What to work on:
**A.** In the forum thread on solving for a vector field whose curl equals a gradient, why can the proposed matrix not be inverted?
**B.** Extend the forum thread on solving for a vector field whose curl equals a gradient by writing the reply that follows its last post.

Is it possible to find ##\vec{A}## from the above equation and if so, how does one go about doing so?

[Moderator's note: moved from a homework forum.]
What do you get if you write this in components?
 
Working with Cartesian coordinates, I will be able to equate the respective components on the LHS and RHS. The problem comes when I want to find ##A_x##, ##A_y## and ##A_z## since the equations are now coupled.
 
Do you know how to solve it? I ran out of ideas.
 
You have ##c_1=z-y\, , \,c_2=x-z\, , \,c_3=y-x## which is ##\begin{bmatrix}
0&-1&1\\1&0&-1\\-1&1&0
\end{bmatrix}\cdot \begin{bmatrix}
x\\y\\z\end{bmatrix}=\begin{bmatrix}
c_1\\c_2\\c_3
\end{bmatrix}##
so invert the matrix and solve it. Of course you only get ##x\triangleq\dfrac{\partial A_1}{\partial x_1} ,\ldots##
 
The matrix is singular and hence, cannot be inverted.
 
Thomas1 said:
Consider the following

\begin{equation}
\nabla\phi=\nabla\times \vec{A}.
\end{equation}

Is it possible to find ##\vec{A}## from the above equation and if so, how does one go about doing so?

Rows:
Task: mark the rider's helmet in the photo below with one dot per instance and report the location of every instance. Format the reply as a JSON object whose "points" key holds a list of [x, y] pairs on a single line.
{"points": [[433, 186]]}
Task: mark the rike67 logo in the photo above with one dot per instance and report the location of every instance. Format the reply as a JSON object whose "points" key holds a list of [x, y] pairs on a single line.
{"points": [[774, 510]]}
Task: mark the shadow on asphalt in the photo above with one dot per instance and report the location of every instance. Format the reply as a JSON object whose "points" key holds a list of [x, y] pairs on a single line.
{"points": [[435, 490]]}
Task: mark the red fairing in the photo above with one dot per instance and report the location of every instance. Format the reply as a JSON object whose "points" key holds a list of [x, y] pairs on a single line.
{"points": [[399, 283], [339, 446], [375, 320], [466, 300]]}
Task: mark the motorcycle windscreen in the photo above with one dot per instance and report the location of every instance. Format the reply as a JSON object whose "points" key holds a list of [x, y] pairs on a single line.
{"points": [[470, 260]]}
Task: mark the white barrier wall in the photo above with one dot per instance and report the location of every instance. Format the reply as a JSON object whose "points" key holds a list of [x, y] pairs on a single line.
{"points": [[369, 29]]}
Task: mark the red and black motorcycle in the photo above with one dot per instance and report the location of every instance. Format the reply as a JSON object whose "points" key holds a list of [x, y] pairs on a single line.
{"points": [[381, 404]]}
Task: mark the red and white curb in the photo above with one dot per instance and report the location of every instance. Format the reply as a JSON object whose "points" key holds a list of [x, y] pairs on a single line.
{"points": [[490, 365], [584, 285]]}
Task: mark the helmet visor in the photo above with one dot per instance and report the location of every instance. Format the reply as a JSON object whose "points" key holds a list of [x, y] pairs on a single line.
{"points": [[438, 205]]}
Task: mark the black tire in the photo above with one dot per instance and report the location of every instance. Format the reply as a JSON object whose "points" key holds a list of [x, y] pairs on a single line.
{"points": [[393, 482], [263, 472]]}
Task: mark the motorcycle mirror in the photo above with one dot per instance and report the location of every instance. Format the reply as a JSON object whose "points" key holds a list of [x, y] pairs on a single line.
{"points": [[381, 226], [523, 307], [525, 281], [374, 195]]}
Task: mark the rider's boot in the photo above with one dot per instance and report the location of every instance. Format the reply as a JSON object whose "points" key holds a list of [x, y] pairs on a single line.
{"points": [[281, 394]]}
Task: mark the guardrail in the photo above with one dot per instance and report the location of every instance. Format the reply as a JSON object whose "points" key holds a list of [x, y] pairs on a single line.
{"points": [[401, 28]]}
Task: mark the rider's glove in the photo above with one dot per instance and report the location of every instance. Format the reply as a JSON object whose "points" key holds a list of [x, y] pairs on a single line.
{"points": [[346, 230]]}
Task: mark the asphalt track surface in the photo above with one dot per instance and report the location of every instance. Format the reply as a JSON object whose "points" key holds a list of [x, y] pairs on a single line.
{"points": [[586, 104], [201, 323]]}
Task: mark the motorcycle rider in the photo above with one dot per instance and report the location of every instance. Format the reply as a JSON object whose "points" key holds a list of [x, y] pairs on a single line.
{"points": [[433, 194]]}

--

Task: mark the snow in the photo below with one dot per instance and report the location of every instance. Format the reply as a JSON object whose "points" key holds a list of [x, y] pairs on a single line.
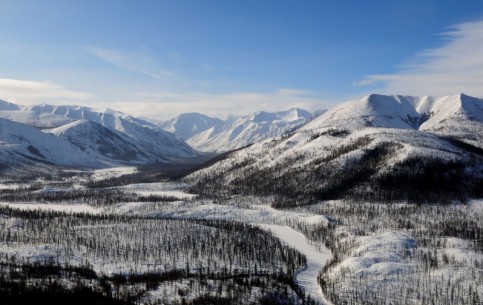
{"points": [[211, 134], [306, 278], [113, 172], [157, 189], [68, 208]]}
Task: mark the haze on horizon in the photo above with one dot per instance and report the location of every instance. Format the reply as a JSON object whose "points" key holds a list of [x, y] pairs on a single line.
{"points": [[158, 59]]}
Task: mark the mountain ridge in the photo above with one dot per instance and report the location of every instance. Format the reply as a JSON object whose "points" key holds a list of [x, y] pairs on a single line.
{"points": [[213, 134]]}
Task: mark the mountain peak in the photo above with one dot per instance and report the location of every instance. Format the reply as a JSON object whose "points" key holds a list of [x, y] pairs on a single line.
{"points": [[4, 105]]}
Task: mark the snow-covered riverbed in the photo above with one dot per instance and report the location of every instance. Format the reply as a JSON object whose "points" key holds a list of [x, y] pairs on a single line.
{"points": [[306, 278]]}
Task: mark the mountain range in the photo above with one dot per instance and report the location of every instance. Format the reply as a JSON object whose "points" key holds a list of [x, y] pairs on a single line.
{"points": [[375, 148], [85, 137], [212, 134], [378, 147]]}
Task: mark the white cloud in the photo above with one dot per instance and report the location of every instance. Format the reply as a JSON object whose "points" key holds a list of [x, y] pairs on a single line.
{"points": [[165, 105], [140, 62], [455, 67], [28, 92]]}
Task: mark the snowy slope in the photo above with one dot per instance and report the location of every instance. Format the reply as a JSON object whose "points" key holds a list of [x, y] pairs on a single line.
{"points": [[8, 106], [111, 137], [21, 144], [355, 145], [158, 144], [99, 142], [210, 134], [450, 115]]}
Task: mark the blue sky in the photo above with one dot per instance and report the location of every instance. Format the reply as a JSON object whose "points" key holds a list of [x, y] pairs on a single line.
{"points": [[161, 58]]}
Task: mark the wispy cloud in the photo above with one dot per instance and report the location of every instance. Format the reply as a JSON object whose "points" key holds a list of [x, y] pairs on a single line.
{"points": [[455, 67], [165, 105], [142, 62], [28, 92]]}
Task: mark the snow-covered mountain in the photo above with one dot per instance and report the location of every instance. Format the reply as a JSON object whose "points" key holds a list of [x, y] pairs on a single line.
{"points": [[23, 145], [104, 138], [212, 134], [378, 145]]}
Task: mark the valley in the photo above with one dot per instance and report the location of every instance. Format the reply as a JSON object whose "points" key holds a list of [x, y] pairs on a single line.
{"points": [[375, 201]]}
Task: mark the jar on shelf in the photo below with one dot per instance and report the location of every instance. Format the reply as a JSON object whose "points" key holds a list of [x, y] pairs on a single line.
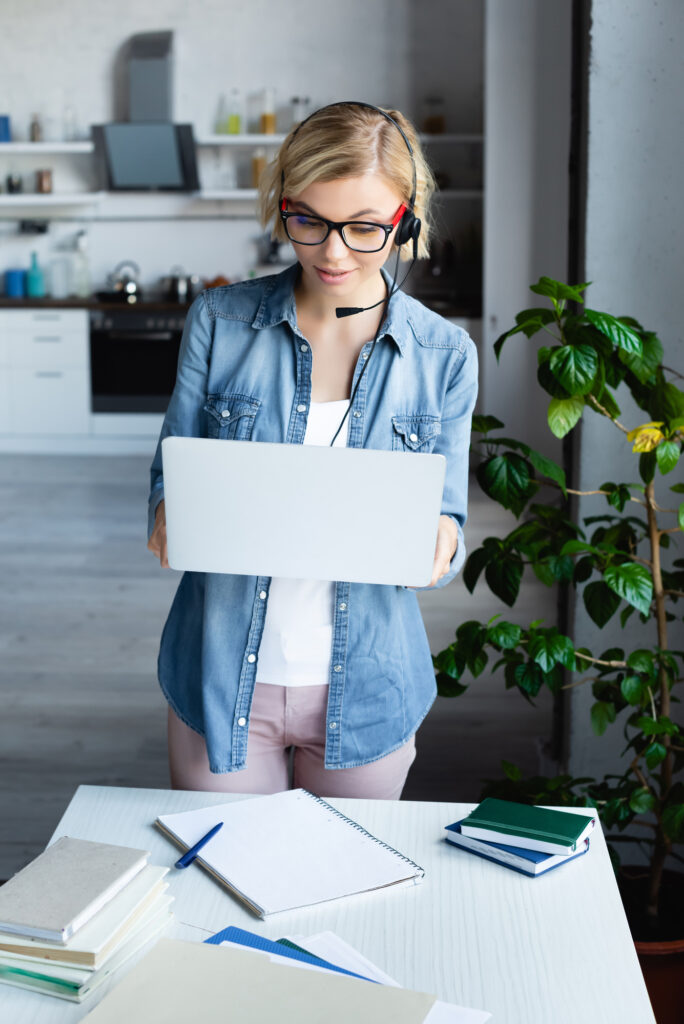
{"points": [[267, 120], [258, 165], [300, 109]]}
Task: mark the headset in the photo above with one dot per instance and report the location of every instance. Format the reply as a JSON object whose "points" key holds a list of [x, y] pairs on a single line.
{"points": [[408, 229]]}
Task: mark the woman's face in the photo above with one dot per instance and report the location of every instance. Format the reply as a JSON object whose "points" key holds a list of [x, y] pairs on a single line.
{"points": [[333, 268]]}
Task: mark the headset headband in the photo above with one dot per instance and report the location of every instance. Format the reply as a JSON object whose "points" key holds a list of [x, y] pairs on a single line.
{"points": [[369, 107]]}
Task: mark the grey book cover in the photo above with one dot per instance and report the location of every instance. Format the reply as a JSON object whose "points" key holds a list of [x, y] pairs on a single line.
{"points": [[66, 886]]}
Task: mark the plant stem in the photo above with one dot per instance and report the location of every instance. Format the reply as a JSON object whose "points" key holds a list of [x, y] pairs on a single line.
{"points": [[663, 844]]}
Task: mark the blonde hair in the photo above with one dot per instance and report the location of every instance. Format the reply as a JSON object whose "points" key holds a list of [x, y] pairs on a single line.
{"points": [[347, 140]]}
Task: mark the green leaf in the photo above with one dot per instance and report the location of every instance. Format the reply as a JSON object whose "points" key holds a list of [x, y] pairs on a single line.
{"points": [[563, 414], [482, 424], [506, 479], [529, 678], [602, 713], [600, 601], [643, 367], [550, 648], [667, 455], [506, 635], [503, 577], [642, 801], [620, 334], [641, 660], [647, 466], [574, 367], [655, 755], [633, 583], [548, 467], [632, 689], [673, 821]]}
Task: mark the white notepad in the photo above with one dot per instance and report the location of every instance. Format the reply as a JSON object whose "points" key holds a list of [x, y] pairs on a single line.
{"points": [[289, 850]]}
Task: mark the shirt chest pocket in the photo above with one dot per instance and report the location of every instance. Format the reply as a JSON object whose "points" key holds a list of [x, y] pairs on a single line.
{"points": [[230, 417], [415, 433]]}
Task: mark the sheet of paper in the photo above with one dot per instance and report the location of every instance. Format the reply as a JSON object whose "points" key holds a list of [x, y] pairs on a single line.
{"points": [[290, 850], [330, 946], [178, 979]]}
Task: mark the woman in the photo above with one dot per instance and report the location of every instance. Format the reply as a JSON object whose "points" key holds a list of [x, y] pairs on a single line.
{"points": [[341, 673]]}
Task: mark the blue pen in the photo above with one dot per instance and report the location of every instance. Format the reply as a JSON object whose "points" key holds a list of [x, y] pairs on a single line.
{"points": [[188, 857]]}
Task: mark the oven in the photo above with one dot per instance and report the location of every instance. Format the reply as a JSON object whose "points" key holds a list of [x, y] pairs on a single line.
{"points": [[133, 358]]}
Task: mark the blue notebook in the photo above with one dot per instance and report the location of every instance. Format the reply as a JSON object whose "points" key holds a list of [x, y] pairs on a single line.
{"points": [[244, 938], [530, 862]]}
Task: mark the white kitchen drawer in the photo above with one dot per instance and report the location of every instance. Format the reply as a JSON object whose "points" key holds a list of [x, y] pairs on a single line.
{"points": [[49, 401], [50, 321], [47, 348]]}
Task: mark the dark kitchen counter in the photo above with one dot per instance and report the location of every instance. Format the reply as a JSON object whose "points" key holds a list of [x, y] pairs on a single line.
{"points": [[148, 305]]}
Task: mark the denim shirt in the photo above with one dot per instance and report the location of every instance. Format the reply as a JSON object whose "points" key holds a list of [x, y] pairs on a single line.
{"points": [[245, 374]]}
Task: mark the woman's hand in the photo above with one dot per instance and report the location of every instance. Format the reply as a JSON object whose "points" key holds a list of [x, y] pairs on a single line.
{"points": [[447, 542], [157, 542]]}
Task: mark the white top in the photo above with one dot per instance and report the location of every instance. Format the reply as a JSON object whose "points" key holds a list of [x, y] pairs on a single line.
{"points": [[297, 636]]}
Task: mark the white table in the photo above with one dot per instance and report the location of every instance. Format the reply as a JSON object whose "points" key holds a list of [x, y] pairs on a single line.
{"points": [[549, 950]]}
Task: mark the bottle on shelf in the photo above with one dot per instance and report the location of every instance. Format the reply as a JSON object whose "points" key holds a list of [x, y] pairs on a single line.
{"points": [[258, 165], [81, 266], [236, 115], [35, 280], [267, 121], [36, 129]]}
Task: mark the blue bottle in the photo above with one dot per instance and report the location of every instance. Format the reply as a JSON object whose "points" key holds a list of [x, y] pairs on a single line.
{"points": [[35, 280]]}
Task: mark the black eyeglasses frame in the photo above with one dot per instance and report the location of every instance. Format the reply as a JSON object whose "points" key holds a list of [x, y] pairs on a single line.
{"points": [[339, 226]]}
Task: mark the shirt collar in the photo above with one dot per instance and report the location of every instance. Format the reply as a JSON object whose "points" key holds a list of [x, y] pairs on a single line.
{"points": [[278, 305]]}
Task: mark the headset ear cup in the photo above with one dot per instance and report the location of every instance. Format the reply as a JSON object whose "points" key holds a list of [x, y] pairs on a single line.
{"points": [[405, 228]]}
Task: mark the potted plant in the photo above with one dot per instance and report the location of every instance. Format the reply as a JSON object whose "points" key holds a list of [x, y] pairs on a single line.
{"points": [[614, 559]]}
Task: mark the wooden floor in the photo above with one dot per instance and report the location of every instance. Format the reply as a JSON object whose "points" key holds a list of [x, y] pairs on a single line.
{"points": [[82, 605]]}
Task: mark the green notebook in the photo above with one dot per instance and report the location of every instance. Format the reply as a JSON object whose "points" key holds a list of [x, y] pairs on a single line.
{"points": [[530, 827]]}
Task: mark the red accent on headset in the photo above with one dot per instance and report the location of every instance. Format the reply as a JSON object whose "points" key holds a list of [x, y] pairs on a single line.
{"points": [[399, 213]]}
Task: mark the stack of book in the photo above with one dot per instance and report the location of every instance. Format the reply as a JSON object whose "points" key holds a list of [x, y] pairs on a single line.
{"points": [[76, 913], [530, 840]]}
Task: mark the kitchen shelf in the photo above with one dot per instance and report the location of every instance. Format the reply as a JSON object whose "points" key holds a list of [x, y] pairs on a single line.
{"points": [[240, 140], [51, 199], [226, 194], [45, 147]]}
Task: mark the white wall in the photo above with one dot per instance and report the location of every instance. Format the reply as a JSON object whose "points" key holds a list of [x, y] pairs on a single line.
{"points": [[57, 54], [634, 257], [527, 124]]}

---

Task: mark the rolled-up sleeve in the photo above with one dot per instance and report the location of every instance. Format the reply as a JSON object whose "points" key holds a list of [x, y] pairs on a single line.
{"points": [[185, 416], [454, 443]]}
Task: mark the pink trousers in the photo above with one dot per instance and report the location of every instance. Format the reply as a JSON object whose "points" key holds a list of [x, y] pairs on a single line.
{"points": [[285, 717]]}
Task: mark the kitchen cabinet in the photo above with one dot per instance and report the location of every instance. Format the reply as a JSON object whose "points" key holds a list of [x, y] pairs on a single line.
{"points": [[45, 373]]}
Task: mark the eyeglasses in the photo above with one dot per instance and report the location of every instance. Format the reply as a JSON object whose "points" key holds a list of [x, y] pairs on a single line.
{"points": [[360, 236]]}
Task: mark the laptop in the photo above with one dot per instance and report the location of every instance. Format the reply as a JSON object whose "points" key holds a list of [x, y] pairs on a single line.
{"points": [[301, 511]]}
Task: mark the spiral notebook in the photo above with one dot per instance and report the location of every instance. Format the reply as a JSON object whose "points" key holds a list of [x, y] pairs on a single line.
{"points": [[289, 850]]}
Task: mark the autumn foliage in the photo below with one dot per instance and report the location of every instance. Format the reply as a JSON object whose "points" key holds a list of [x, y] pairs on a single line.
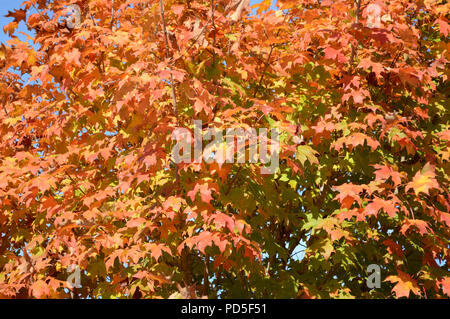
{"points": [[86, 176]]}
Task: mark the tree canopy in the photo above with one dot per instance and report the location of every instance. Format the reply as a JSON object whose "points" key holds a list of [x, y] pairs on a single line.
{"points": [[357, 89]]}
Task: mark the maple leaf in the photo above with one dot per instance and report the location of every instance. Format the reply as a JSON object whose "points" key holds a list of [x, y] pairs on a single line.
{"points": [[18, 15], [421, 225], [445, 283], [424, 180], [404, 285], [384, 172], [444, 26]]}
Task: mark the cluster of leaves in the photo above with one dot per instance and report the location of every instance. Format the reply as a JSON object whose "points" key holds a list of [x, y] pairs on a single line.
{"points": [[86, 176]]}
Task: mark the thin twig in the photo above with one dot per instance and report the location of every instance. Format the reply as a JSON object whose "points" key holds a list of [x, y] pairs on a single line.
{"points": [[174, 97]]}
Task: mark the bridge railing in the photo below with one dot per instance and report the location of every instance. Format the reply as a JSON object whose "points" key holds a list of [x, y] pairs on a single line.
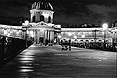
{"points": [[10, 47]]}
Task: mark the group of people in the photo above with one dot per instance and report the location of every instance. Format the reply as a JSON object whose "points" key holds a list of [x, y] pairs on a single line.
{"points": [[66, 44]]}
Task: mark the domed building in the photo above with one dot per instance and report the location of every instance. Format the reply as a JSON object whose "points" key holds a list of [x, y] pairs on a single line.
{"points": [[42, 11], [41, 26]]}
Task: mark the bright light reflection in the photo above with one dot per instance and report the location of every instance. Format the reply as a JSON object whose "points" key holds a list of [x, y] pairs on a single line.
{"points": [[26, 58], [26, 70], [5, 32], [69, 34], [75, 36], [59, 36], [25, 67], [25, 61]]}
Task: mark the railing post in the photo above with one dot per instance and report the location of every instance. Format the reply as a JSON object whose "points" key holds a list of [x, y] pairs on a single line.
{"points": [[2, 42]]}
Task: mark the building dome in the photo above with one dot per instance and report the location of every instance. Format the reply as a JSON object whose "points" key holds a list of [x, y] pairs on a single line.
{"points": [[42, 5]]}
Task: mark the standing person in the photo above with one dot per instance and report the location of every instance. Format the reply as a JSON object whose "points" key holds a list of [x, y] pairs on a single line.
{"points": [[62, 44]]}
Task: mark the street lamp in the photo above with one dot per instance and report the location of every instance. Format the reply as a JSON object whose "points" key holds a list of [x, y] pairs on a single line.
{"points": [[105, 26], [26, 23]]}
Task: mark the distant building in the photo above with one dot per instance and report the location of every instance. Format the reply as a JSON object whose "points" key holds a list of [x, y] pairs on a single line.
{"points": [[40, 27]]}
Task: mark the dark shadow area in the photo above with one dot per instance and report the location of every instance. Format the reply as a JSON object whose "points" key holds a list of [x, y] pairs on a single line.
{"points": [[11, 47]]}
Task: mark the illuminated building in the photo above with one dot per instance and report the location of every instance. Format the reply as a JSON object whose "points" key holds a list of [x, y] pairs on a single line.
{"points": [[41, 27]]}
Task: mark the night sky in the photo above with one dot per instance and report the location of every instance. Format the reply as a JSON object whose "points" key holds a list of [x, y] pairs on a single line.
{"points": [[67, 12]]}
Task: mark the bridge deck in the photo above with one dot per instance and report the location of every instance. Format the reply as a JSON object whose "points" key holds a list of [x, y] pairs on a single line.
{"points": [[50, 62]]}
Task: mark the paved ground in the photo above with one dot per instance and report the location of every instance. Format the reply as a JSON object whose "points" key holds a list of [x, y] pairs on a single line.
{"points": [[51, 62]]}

The responses:
**A.** The matrix is singular.

**B.**
[Moderator's note: moved from a homework forum.]

Let [itex]A = \nabla \times F + \nabla \psi[/itex]. Then [tex] \nabla \times A = \nabla(\nabla \cdot F) - \nabla^2F = \nabla \phi.[/tex] Adding a gradient to [itex]F[/itex] does not change its curl, which is all we care about, but does change its divergence, so we can assume [itex]\nabla \cdot F = 0[/itex]. That results in [itex]F[/itex] satisfying Poisson's equation [tex] \nabla^2 F = - \nabla \phi.[/tex] This is three decoupled equations in the cartesian components of [itex]F[/itex]. There is no way to determine [itex]\psi[/itex] since [itex]\nabla^2 \psi = \nabla \cdot A[/itex] is not specified.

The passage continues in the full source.